__WHAT THIS TASK INVOLVES__
Write out the whole listing word for word.

[Point-based annotation data]
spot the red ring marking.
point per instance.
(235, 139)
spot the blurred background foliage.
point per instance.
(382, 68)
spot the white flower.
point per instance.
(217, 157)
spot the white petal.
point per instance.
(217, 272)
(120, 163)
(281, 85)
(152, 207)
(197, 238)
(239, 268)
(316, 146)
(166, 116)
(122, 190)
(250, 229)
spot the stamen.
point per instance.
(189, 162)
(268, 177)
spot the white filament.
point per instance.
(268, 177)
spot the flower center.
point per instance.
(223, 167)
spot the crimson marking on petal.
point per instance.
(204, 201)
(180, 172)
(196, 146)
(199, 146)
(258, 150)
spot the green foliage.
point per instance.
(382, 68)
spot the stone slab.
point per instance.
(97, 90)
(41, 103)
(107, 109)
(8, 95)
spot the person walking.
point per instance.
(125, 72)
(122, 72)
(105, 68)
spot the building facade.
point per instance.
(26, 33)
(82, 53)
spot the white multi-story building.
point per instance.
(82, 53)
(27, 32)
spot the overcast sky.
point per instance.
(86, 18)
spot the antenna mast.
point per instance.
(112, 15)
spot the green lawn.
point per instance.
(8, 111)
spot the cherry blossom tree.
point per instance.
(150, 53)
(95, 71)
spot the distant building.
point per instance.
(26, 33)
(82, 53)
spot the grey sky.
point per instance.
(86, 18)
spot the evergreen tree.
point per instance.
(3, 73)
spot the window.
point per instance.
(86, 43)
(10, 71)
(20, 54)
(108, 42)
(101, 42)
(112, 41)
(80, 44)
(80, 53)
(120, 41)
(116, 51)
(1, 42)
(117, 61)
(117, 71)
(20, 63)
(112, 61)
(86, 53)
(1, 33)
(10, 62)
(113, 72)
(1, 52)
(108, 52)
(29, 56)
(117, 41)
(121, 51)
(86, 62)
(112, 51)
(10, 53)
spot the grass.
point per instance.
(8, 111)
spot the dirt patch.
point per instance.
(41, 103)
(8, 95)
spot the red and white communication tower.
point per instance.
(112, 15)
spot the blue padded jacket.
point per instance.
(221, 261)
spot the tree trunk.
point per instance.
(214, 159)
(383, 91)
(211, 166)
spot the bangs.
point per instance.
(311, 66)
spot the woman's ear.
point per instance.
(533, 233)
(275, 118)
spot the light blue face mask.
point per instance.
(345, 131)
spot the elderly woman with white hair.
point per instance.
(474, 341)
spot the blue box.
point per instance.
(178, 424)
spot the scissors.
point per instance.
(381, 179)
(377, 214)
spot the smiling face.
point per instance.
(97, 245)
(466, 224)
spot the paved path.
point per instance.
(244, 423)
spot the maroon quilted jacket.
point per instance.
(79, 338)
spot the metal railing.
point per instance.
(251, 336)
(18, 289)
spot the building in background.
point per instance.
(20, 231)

__CORRECT RESULT__
spot the red ring marking.
point per instance.
(235, 139)
spot the blurred background foliage.
point per instance.
(382, 68)
spot the white flower.
point per instance.
(217, 157)
spot the white petal.
point per instance.
(217, 272)
(120, 163)
(281, 85)
(152, 207)
(197, 238)
(239, 268)
(316, 146)
(166, 116)
(122, 190)
(250, 229)
spot the stamen.
point per instance.
(189, 162)
(268, 177)
spot the white filament.
point per instance.
(268, 177)
spot the flower center.
point per instance.
(223, 167)
spot the crimson marking on petal.
point per instance.
(204, 201)
(180, 172)
(196, 146)
(199, 146)
(258, 150)
spot the green foliage.
point per instance.
(382, 68)
spot the stone slab.
point per instance.
(97, 90)
(41, 103)
(107, 109)
(8, 95)
spot the person walking.
point per instance.
(125, 72)
(122, 72)
(105, 68)
spot the building facade.
point per instance.
(26, 33)
(82, 53)
spot the white multi-story building.
point per instance.
(82, 53)
(27, 32)
spot the overcast sky.
point per instance.
(86, 18)
spot the antenna mast.
point per instance.
(112, 15)
spot the green lawn.
point per instance.
(8, 111)
spot the cherry blossom tree.
point per instance.
(150, 53)
(95, 71)
spot the distant building.
point per instance.
(26, 33)
(82, 53)
spot the grey sky.
point per instance.
(86, 18)
spot the evergreen tree.
point per instance.
(3, 73)
spot the window.
point per instance.
(86, 43)
(10, 71)
(20, 54)
(108, 42)
(101, 42)
(112, 41)
(80, 44)
(80, 53)
(120, 41)
(116, 51)
(1, 42)
(117, 61)
(117, 71)
(20, 63)
(112, 61)
(86, 53)
(1, 33)
(10, 62)
(113, 72)
(1, 52)
(108, 52)
(29, 56)
(117, 41)
(121, 51)
(86, 62)
(112, 51)
(10, 53)
spot the grass.
point per instance.
(8, 111)
spot the dirt patch.
point per instance.
(41, 103)
(8, 95)
spot the red and white communication tower.
point per instance.
(112, 15)
spot the blue padded jacket.
point per instance.
(221, 261)
spot the tree trunk.
point per instance.
(214, 159)
(383, 91)
(211, 166)
spot the bangs.
point per instance.
(311, 66)
spot the woman's ear.
point per instance.
(533, 233)
(275, 118)
spot the light blue face mask.
point per instance.
(345, 131)
spot the elderly woman with white hair.
point per instance.
(474, 341)
spot the blue box.
point per instance.
(178, 424)
spot the scissors.
point per instance.
(381, 179)
(377, 214)
spot the smiling face.
point per instance.
(97, 245)
(466, 224)
spot the paved path.
point per instance.
(244, 423)
spot the maroon quilted jacket.
point per instance.
(79, 338)
spot the metal railing.
point per instance.
(251, 336)
(18, 289)
spot the building in background.
point per instance.
(20, 231)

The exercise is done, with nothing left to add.